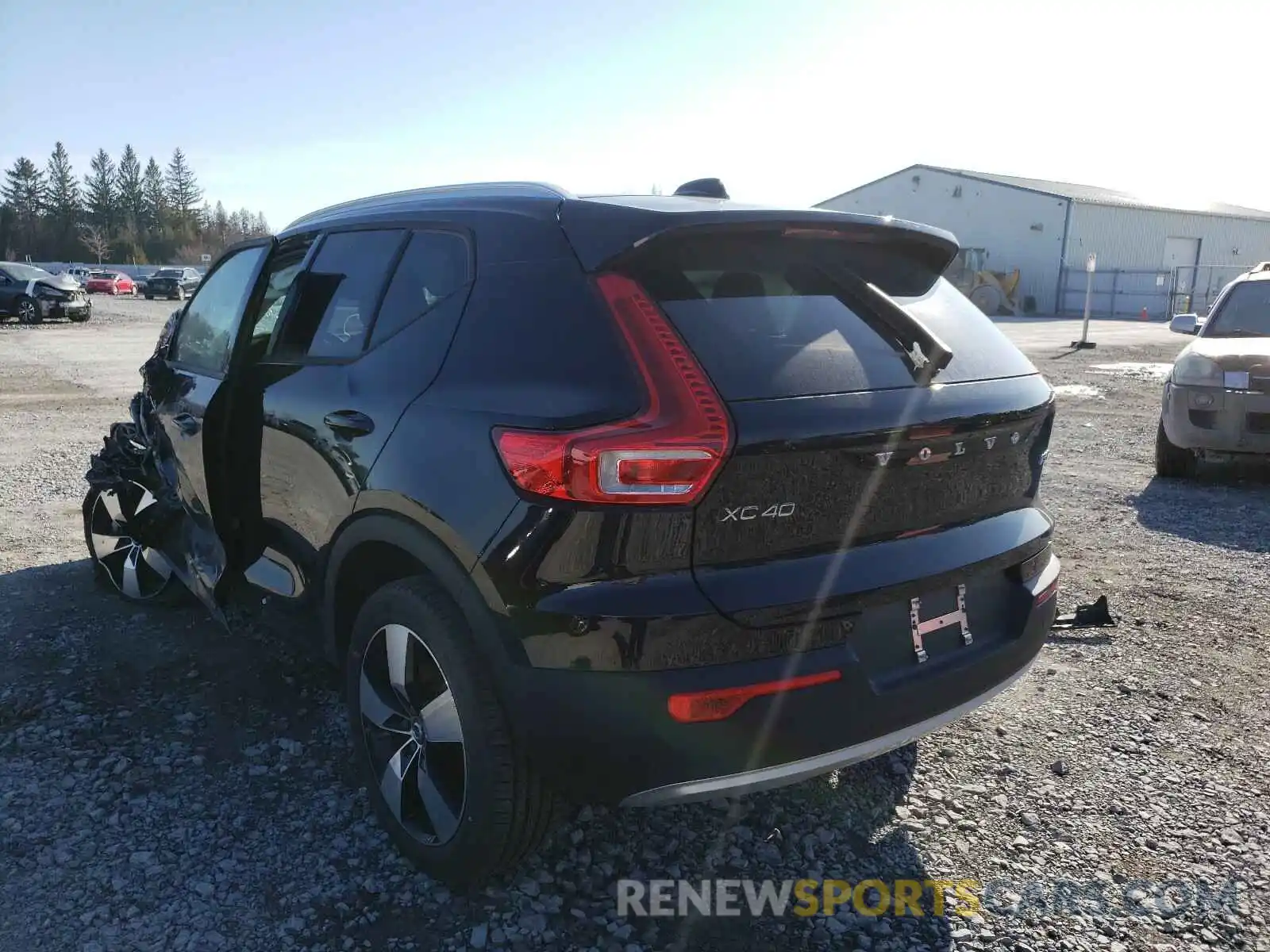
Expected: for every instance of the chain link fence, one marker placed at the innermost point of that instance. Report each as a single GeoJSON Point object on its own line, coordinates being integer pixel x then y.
{"type": "Point", "coordinates": [1121, 292]}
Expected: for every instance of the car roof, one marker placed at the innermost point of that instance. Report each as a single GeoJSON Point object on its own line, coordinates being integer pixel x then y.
{"type": "Point", "coordinates": [603, 224]}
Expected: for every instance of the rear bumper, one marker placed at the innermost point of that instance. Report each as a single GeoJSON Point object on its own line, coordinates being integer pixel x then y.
{"type": "Point", "coordinates": [607, 735]}
{"type": "Point", "coordinates": [806, 768]}
{"type": "Point", "coordinates": [1216, 419]}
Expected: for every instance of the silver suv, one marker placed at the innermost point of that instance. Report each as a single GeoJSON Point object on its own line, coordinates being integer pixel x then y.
{"type": "Point", "coordinates": [1217, 397]}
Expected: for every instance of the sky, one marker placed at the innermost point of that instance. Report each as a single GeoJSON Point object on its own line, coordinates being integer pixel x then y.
{"type": "Point", "coordinates": [289, 106]}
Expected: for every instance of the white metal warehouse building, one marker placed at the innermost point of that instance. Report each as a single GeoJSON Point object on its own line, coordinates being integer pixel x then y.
{"type": "Point", "coordinates": [1149, 255]}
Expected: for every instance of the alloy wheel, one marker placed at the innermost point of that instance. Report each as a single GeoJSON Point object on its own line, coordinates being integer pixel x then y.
{"type": "Point", "coordinates": [412, 735]}
{"type": "Point", "coordinates": [137, 570]}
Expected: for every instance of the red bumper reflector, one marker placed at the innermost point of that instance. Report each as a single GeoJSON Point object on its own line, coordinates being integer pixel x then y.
{"type": "Point", "coordinates": [724, 702]}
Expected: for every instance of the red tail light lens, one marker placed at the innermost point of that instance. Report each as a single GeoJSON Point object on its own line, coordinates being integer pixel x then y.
{"type": "Point", "coordinates": [668, 454]}
{"type": "Point", "coordinates": [724, 702]}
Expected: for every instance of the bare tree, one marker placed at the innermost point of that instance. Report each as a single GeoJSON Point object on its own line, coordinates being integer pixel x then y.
{"type": "Point", "coordinates": [95, 240]}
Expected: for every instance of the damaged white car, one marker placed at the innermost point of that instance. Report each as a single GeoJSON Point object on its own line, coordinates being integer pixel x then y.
{"type": "Point", "coordinates": [1217, 397]}
{"type": "Point", "coordinates": [31, 295]}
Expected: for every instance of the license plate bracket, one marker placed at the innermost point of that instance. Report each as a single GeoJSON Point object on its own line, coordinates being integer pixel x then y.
{"type": "Point", "coordinates": [920, 628]}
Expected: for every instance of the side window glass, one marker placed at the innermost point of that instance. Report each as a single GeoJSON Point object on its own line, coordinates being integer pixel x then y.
{"type": "Point", "coordinates": [279, 278]}
{"type": "Point", "coordinates": [206, 333]}
{"type": "Point", "coordinates": [433, 267]}
{"type": "Point", "coordinates": [338, 294]}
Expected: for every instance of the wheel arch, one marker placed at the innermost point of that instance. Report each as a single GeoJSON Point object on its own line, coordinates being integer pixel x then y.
{"type": "Point", "coordinates": [378, 547]}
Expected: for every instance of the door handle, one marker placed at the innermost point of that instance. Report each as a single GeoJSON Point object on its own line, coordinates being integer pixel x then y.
{"type": "Point", "coordinates": [349, 423]}
{"type": "Point", "coordinates": [186, 423]}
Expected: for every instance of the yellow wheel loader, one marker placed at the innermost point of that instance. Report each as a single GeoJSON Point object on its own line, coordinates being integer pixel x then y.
{"type": "Point", "coordinates": [992, 292]}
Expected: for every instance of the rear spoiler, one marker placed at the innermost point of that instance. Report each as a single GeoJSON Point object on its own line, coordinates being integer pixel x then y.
{"type": "Point", "coordinates": [867, 260]}
{"type": "Point", "coordinates": [602, 232]}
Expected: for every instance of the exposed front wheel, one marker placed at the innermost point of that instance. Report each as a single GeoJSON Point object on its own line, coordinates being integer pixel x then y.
{"type": "Point", "coordinates": [1172, 463]}
{"type": "Point", "coordinates": [135, 570]}
{"type": "Point", "coordinates": [436, 752]}
{"type": "Point", "coordinates": [29, 311]}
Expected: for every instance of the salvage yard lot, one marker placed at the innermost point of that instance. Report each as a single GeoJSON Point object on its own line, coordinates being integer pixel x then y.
{"type": "Point", "coordinates": [167, 785]}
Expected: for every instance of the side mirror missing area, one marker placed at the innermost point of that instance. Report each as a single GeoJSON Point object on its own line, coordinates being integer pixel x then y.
{"type": "Point", "coordinates": [1185, 324]}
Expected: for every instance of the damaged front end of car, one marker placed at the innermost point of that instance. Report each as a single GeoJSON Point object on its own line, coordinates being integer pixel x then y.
{"type": "Point", "coordinates": [139, 454]}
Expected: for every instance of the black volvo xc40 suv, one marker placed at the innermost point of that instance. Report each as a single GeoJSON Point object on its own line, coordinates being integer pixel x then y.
{"type": "Point", "coordinates": [628, 499]}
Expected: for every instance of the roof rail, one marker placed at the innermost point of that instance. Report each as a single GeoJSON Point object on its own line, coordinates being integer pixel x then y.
{"type": "Point", "coordinates": [474, 190]}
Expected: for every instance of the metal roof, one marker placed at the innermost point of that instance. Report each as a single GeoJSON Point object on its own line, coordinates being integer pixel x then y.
{"type": "Point", "coordinates": [1090, 194]}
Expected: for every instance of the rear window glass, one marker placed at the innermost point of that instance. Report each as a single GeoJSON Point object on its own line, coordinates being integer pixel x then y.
{"type": "Point", "coordinates": [766, 319]}
{"type": "Point", "coordinates": [1244, 314]}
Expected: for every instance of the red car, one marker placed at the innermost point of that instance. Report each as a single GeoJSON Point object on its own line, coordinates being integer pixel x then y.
{"type": "Point", "coordinates": [110, 283]}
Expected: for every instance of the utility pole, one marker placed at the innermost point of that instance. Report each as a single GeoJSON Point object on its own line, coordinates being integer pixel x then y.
{"type": "Point", "coordinates": [1091, 263]}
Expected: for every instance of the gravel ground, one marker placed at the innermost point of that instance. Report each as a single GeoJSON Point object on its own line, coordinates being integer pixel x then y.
{"type": "Point", "coordinates": [168, 786]}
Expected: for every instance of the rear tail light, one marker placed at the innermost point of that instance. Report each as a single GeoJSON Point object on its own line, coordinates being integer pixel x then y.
{"type": "Point", "coordinates": [668, 454]}
{"type": "Point", "coordinates": [724, 702]}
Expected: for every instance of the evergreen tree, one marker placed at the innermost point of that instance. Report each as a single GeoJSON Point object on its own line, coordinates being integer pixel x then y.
{"type": "Point", "coordinates": [25, 194]}
{"type": "Point", "coordinates": [65, 205]}
{"type": "Point", "coordinates": [182, 188]}
{"type": "Point", "coordinates": [131, 194]}
{"type": "Point", "coordinates": [220, 226]}
{"type": "Point", "coordinates": [101, 194]}
{"type": "Point", "coordinates": [154, 201]}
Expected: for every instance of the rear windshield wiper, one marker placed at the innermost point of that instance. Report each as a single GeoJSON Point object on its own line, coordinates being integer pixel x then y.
{"type": "Point", "coordinates": [925, 355]}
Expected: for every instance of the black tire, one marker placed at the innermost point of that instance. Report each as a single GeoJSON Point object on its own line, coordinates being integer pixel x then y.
{"type": "Point", "coordinates": [1172, 463]}
{"type": "Point", "coordinates": [29, 311]}
{"type": "Point", "coordinates": [506, 809]}
{"type": "Point", "coordinates": [150, 584]}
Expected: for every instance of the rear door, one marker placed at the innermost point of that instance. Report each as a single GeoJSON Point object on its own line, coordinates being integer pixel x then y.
{"type": "Point", "coordinates": [343, 344]}
{"type": "Point", "coordinates": [192, 406]}
{"type": "Point", "coordinates": [842, 441]}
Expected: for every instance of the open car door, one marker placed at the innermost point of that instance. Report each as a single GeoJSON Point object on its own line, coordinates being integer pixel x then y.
{"type": "Point", "coordinates": [178, 443]}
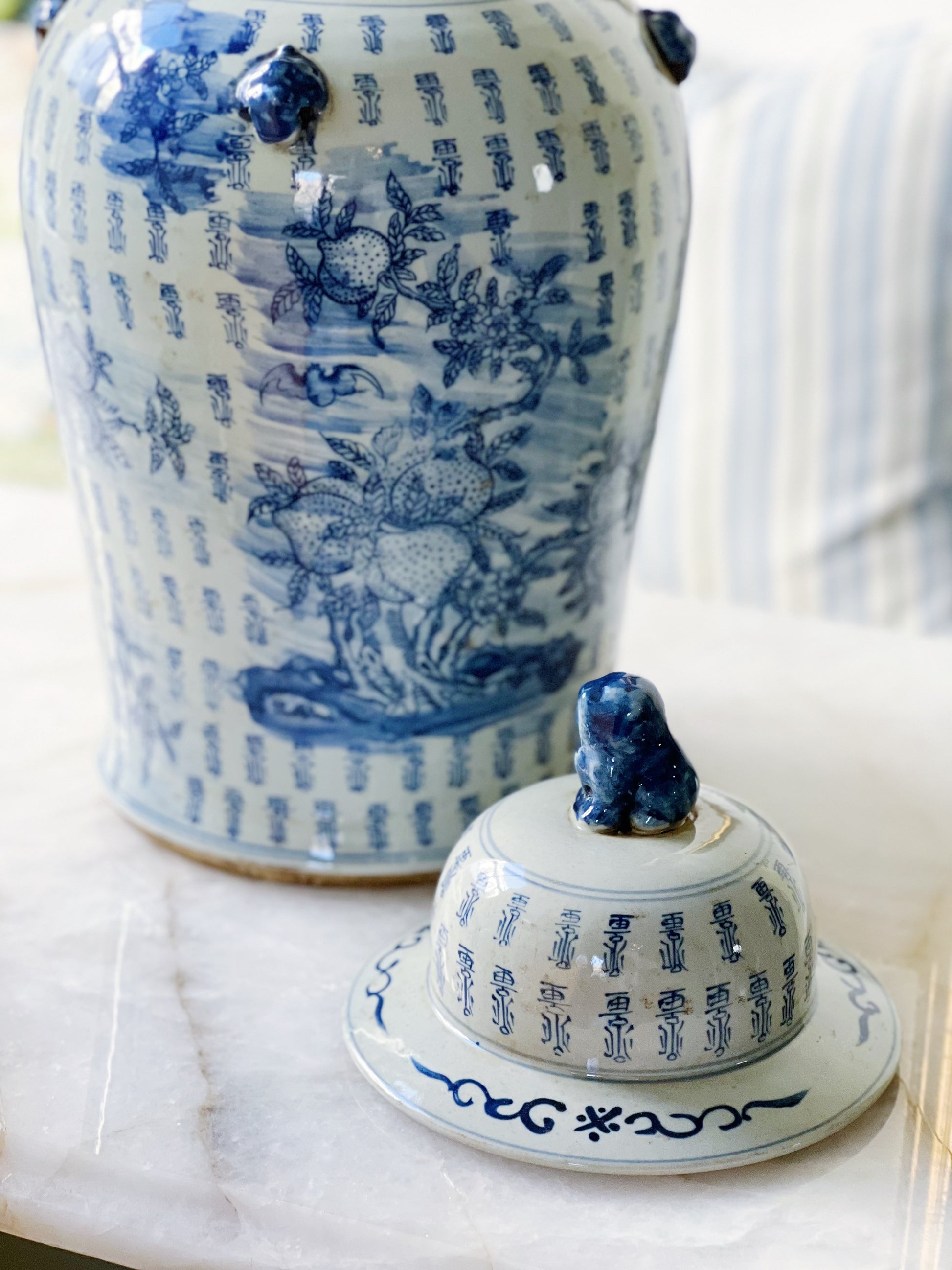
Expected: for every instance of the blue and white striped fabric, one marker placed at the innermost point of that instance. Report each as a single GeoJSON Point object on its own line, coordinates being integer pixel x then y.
{"type": "Point", "coordinates": [804, 453]}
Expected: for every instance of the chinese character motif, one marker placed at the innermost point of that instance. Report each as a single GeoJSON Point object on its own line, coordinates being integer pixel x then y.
{"type": "Point", "coordinates": [314, 29]}
{"type": "Point", "coordinates": [761, 1017]}
{"type": "Point", "coordinates": [772, 904]}
{"type": "Point", "coordinates": [236, 148]}
{"type": "Point", "coordinates": [606, 294]}
{"type": "Point", "coordinates": [597, 144]}
{"type": "Point", "coordinates": [498, 150]}
{"type": "Point", "coordinates": [488, 83]}
{"type": "Point", "coordinates": [230, 306]}
{"type": "Point", "coordinates": [616, 944]}
{"type": "Point", "coordinates": [79, 274]}
{"type": "Point", "coordinates": [78, 208]}
{"type": "Point", "coordinates": [169, 296]}
{"type": "Point", "coordinates": [630, 225]}
{"type": "Point", "coordinates": [451, 165]}
{"type": "Point", "coordinates": [277, 820]}
{"type": "Point", "coordinates": [513, 911]}
{"type": "Point", "coordinates": [219, 472]}
{"type": "Point", "coordinates": [673, 943]}
{"type": "Point", "coordinates": [84, 135]}
{"type": "Point", "coordinates": [583, 65]}
{"type": "Point", "coordinates": [567, 938]}
{"type": "Point", "coordinates": [158, 243]}
{"type": "Point", "coordinates": [625, 67]}
{"type": "Point", "coordinates": [503, 27]}
{"type": "Point", "coordinates": [594, 233]}
{"type": "Point", "coordinates": [372, 28]}
{"type": "Point", "coordinates": [219, 240]}
{"type": "Point", "coordinates": [366, 88]}
{"type": "Point", "coordinates": [547, 88]}
{"type": "Point", "coordinates": [555, 1016]}
{"type": "Point", "coordinates": [498, 223]}
{"type": "Point", "coordinates": [672, 1006]}
{"type": "Point", "coordinates": [503, 991]}
{"type": "Point", "coordinates": [617, 1027]}
{"type": "Point", "coordinates": [719, 1019]}
{"type": "Point", "coordinates": [464, 980]}
{"type": "Point", "coordinates": [116, 233]}
{"type": "Point", "coordinates": [220, 394]}
{"type": "Point", "coordinates": [726, 931]}
{"type": "Point", "coordinates": [790, 980]}
{"type": "Point", "coordinates": [441, 33]}
{"type": "Point", "coordinates": [434, 107]}
{"type": "Point", "coordinates": [555, 21]}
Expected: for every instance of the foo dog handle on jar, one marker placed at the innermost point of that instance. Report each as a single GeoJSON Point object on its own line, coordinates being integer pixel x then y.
{"type": "Point", "coordinates": [282, 94]}
{"type": "Point", "coordinates": [635, 776]}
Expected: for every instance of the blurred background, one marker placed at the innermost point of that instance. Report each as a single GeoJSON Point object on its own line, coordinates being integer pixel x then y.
{"type": "Point", "coordinates": [804, 456]}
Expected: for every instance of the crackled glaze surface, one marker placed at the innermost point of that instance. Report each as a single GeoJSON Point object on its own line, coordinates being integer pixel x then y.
{"type": "Point", "coordinates": [622, 958]}
{"type": "Point", "coordinates": [358, 427]}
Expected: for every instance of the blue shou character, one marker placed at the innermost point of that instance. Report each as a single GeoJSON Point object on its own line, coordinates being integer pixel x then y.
{"type": "Point", "coordinates": [78, 211]}
{"type": "Point", "coordinates": [372, 28]}
{"type": "Point", "coordinates": [440, 957]}
{"type": "Point", "coordinates": [726, 931]}
{"type": "Point", "coordinates": [314, 29]}
{"type": "Point", "coordinates": [672, 1006]}
{"type": "Point", "coordinates": [423, 823]}
{"type": "Point", "coordinates": [464, 978]}
{"type": "Point", "coordinates": [277, 820]}
{"type": "Point", "coordinates": [220, 394]}
{"type": "Point", "coordinates": [597, 93]}
{"type": "Point", "coordinates": [512, 912]}
{"type": "Point", "coordinates": [626, 211]}
{"type": "Point", "coordinates": [772, 904]}
{"type": "Point", "coordinates": [554, 150]}
{"type": "Point", "coordinates": [567, 938]}
{"type": "Point", "coordinates": [498, 150]}
{"type": "Point", "coordinates": [673, 943]}
{"type": "Point", "coordinates": [434, 107]}
{"type": "Point", "coordinates": [193, 801]}
{"type": "Point", "coordinates": [503, 27]}
{"type": "Point", "coordinates": [169, 296]}
{"type": "Point", "coordinates": [547, 88]}
{"type": "Point", "coordinates": [219, 240]}
{"type": "Point", "coordinates": [377, 832]}
{"type": "Point", "coordinates": [441, 33]}
{"type": "Point", "coordinates": [254, 760]}
{"type": "Point", "coordinates": [606, 295]}
{"type": "Point", "coordinates": [790, 982]}
{"type": "Point", "coordinates": [594, 233]}
{"type": "Point", "coordinates": [488, 83]}
{"type": "Point", "coordinates": [234, 807]}
{"type": "Point", "coordinates": [366, 88]}
{"type": "Point", "coordinates": [114, 231]}
{"type": "Point", "coordinates": [719, 1019]}
{"type": "Point", "coordinates": [158, 240]}
{"type": "Point", "coordinates": [503, 992]}
{"type": "Point", "coordinates": [230, 306]}
{"type": "Point", "coordinates": [555, 1016]}
{"type": "Point", "coordinates": [616, 943]}
{"type": "Point", "coordinates": [597, 144]}
{"type": "Point", "coordinates": [617, 1027]}
{"type": "Point", "coordinates": [761, 1016]}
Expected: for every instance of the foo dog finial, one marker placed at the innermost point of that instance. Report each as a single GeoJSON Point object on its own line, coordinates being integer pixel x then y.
{"type": "Point", "coordinates": [281, 94]}
{"type": "Point", "coordinates": [635, 778]}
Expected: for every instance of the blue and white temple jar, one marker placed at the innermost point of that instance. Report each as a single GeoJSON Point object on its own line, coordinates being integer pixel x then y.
{"type": "Point", "coordinates": [357, 319]}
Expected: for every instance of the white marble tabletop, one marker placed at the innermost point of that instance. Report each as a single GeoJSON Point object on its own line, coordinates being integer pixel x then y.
{"type": "Point", "coordinates": [173, 1077]}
++++
● **Exercise details**: Output the line holding "Expected: for every instance of the foo dog finial, one", then every later line through the end of the records above, exactly as given and nothing else.

● **Result**:
Expected: for every instance of the foo dog finial, one marker placed at the innermost point of that instance. Report each as a single GeoJSON Point object on its own line, coordinates being integer pixel x then y.
{"type": "Point", "coordinates": [281, 94]}
{"type": "Point", "coordinates": [635, 778]}
Expected: for every instance of the blue and white temple jar, one marker placed at the innermost point of that instance. Report each as a single GeoJSON Point object on its own line, coordinates being integer pixel x then y.
{"type": "Point", "coordinates": [357, 319]}
Expected: for every instance of the white marble tabletop, one marker placed at the innermost point of that instance. Report each as a single GeoJSON Point object on its own line, coordinates being integer pixel x then y.
{"type": "Point", "coordinates": [173, 1077]}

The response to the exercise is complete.